WORK INSTRUCTIONS: Reproduce the listing from the line containing "boat hull, one" through the line containing "[[363, 149]]", inclusive, swapping every "pin" for "marker" and leaving all other text unchanged.

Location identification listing
□ □ □

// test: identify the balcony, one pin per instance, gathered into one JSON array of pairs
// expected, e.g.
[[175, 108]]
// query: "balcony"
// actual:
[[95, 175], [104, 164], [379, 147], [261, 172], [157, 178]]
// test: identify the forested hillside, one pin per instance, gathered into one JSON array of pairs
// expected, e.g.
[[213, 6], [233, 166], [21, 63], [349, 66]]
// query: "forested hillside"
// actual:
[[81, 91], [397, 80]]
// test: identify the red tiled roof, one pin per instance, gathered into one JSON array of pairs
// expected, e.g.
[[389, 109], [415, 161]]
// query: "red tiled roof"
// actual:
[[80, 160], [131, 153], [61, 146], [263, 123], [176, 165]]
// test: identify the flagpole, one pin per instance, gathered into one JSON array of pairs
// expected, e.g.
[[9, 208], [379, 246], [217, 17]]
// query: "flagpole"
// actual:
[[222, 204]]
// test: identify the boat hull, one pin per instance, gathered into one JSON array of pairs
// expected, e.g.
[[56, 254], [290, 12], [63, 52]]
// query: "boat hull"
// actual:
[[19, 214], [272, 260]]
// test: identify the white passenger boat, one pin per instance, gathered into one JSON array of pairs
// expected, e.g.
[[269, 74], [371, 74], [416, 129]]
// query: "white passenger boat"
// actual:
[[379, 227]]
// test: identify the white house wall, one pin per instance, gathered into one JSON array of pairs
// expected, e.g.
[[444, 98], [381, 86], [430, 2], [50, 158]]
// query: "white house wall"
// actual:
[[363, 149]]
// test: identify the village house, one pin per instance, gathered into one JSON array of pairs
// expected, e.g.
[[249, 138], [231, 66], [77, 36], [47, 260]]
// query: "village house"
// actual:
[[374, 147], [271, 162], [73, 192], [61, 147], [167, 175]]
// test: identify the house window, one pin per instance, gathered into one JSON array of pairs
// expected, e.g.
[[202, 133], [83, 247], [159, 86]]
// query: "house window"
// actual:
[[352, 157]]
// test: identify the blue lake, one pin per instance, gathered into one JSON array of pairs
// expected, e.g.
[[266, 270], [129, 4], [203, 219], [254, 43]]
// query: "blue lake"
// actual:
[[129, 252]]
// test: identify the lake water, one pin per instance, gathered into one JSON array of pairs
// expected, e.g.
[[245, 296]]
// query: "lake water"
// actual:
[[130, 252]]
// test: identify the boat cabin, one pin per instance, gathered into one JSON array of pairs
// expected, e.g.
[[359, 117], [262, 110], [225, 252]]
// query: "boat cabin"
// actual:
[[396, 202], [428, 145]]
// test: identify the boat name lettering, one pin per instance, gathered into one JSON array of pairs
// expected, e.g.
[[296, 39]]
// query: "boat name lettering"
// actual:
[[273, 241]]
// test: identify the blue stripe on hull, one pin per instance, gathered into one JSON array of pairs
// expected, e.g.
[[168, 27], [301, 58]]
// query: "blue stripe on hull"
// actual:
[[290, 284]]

□ □ □

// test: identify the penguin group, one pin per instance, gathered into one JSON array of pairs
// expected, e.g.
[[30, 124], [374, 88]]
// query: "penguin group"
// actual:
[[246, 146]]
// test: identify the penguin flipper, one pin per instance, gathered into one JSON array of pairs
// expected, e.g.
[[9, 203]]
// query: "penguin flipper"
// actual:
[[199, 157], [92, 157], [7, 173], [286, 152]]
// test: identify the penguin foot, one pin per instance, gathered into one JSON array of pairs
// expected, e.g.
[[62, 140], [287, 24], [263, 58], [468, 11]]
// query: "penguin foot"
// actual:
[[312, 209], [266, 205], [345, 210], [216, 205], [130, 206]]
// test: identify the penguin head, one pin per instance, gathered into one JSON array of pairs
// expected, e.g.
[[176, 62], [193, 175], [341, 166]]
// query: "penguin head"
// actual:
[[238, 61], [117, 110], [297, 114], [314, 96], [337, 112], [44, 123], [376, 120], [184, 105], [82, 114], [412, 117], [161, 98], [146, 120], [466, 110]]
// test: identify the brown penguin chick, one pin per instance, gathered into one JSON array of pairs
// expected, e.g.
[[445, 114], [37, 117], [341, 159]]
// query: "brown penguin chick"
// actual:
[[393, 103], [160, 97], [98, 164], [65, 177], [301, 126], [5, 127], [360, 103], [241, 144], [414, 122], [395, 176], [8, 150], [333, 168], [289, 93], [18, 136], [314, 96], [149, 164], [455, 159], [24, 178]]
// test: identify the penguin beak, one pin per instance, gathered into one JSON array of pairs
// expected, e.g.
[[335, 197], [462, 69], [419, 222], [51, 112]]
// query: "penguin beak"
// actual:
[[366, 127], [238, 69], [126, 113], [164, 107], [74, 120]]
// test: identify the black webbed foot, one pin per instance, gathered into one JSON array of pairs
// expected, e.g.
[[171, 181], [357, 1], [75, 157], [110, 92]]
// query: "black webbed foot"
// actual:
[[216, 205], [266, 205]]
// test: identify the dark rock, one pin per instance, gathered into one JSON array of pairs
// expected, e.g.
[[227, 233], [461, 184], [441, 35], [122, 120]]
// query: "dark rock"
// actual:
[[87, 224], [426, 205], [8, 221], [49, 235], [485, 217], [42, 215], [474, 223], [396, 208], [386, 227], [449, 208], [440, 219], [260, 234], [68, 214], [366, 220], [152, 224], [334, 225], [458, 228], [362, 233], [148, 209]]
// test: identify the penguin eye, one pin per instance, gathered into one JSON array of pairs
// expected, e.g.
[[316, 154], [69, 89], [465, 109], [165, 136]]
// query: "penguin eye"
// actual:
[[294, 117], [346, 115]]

□ □ □

OUTPUT FOR THIS TASK:
// test: identify the boat hull, one marker per instance, gathered into one JSON array of pairs
// expected, e.g.
[[56, 254], [290, 12], [63, 52]]
// query: "boat hull"
// actual:
[[19, 214], [272, 260]]
// test: identify the white passenger boat, one marker per instance, gathered into one JSON array of pairs
// expected, e.g.
[[269, 74], [371, 74], [416, 129]]
// query: "white passenger boat"
// actual:
[[379, 227]]
// test: identify the white house wall, one marker per instance, gathered into one JSON array of pairs
// expected, e.g.
[[444, 98], [381, 86], [430, 2], [50, 158]]
// query: "white house wall"
// actual:
[[363, 149]]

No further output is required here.